Texte à lire |
================

Les Marrons (1844) de Louis Timagène Houat : premier roman réunionnais
« Et cette goutte de lait tomba et s’étendit sur tout le lac de sang, qui aussitôt changea de consistance, de teinte et de forme ; il devint un sol couvert d’arbres et d’animaux, un pays accidenté, riche et fertile, pays où il n’y avait de conditions parmi les habitants, où tous ils étaient libres ; où loin de chercher à se faire la guerre, à s’esclaver, à s’entre‑détruire, ils paraissaient au contraire heureux de se rencontrer, heureux de se voir égaux, de s’aimer, de s’unir, de s’entr’aider. »
Louis Timagène Houat, Les Marrons, p. 84.

================

Données fournies |
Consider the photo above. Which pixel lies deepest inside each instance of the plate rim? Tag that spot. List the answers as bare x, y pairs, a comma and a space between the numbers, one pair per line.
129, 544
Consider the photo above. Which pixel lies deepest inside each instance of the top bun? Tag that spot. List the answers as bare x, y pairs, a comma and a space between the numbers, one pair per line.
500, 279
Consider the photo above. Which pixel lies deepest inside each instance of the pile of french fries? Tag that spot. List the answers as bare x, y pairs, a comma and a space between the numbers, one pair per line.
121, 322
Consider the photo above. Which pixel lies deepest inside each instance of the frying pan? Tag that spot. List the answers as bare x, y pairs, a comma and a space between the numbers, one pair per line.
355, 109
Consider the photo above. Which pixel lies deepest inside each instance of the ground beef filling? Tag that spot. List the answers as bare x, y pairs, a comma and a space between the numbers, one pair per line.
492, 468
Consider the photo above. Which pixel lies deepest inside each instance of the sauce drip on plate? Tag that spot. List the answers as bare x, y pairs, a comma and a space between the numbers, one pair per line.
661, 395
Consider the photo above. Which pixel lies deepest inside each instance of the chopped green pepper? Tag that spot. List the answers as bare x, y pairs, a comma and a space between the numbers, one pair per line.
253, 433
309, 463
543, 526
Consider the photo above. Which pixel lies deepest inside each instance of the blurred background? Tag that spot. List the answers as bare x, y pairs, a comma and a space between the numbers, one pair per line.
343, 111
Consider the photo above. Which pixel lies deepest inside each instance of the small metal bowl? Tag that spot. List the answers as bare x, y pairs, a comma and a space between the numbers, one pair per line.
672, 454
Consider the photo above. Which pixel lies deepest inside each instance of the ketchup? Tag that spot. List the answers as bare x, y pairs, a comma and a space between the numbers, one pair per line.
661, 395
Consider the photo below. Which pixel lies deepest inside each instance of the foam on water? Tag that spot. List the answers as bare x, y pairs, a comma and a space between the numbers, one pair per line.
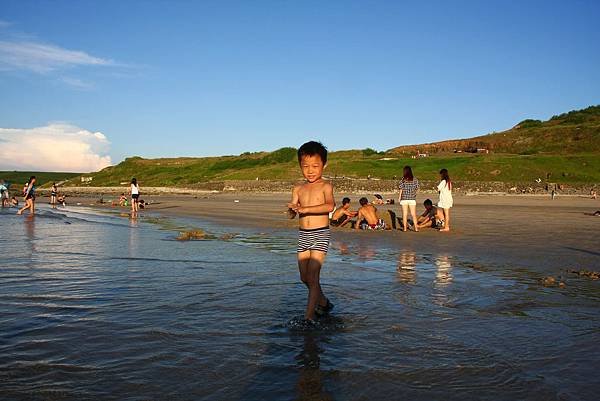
110, 308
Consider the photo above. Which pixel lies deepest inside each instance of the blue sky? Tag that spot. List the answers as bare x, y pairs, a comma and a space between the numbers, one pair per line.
210, 78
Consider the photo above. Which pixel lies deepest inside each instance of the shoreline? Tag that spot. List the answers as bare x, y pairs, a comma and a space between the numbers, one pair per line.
523, 231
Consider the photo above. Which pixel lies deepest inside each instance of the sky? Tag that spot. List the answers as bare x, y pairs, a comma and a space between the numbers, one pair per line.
85, 84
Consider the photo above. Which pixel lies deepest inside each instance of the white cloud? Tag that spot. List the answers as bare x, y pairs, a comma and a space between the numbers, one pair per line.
43, 58
77, 83
55, 147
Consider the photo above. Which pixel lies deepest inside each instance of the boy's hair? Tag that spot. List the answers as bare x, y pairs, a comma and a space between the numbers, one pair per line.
313, 148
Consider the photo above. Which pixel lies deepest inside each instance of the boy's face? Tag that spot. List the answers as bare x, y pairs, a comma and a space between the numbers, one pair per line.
312, 167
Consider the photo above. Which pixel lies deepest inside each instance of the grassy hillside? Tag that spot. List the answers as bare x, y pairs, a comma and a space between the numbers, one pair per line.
18, 178
467, 167
564, 149
577, 131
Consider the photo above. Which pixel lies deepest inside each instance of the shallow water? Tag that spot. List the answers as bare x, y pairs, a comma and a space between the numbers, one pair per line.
96, 306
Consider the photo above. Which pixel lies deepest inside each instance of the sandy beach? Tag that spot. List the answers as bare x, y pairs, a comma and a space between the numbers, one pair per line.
534, 232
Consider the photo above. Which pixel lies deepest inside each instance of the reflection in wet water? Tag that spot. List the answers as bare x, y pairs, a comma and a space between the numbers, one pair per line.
310, 377
443, 274
105, 307
407, 272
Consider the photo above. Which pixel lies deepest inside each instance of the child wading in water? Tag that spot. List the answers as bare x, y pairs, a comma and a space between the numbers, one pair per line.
313, 201
135, 194
446, 201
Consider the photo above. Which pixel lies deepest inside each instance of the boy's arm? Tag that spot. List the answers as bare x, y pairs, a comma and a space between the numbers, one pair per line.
293, 204
327, 206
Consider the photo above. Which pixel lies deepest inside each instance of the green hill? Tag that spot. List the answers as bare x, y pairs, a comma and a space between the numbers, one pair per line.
562, 149
18, 178
577, 131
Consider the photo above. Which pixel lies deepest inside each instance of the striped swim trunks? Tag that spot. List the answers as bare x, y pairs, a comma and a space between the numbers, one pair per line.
314, 239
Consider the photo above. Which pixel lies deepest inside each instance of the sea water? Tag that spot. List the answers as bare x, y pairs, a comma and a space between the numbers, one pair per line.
95, 305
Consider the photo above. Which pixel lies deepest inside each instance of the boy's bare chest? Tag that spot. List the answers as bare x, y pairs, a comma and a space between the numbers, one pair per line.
311, 196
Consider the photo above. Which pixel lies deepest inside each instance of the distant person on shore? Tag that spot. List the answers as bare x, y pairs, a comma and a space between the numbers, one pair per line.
367, 217
53, 194
342, 215
378, 200
134, 190
29, 197
446, 201
4, 193
408, 197
313, 201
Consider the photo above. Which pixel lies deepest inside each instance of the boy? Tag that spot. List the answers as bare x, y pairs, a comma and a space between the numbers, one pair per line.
342, 216
431, 217
368, 218
313, 201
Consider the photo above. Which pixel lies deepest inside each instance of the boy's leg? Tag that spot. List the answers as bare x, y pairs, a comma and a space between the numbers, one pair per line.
309, 264
446, 220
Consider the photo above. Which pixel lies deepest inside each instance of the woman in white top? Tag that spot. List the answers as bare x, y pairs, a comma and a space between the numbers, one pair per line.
135, 194
446, 201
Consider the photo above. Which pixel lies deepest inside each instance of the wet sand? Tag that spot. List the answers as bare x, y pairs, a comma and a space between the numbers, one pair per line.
534, 232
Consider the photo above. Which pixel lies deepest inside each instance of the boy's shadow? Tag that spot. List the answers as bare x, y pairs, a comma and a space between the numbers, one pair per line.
310, 378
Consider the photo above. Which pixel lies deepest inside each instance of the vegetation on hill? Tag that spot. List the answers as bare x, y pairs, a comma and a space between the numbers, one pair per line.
564, 149
19, 178
577, 131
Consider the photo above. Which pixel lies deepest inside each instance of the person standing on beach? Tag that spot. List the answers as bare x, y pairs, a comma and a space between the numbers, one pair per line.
408, 197
313, 201
29, 196
4, 193
134, 190
446, 201
53, 193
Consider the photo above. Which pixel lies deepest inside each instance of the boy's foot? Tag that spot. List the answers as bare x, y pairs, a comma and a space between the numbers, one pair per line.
323, 310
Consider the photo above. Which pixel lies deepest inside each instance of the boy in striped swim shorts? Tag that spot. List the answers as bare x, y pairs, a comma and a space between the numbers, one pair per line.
312, 201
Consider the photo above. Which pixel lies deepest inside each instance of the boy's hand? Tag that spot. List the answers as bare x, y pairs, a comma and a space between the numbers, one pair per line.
292, 210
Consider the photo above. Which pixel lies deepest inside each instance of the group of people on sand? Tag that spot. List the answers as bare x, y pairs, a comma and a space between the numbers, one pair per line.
29, 195
134, 193
367, 217
313, 202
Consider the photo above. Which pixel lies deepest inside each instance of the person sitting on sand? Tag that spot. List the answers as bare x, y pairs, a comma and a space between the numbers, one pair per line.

================

Consigne 1 |
Recopiez, dans l'extrait des Marrons, le passage qui commence à « Les Marrons (1844) » et se termine à « Marrons, p. 84. ».
Consigne 2 |
Résumez en quelques phrases le paragraphe de l'extrait des Marrons qui commence par « Et cette goutte de lait tomba », en gardant ses faits principaux.

Résultat 1 |
Les Marrons (1844) de Louis Timagène Houat : premier roman réunionnais
« Et cette goutte de lait tomba et s’étendit sur tout le lac de sang, qui aussitôt changea de consistance, de teinte et de forme ; il devint un sol couvert d’arbres et d’animaux, un pays accidenté, riche et fertile, pays où il n’y avait de conditions parmi les habitants, où tous ils étaient libres ; où loin de chercher à se faire la guerre, à s’esclaver, à s’entre‑détruire, ils paraissaient au contraire heureux de se rencontrer, heureux de se voir égaux, de s’aimer, de s’unir, de s’entr’aider. »
Louis Timagène Houat, Les Marrons, p. 84.

Résultat 2 |
Une goutte de lait tombe et s'étend sur tout le lac de sang, qui change aussitôt de consistance, de couleur et de forme. Il devient un pays accidenté, riche et fertile, couvert d'arbres et d'animaux. Ses habitants n'y ont pas de conditions et sont tous libres. Au lieu de se faire la guerre, de s'asservir ou de se détruire, ils semblent heureux de se rencontrer, d'être égaux, de s'aimer, de s'unir et de s'entraider.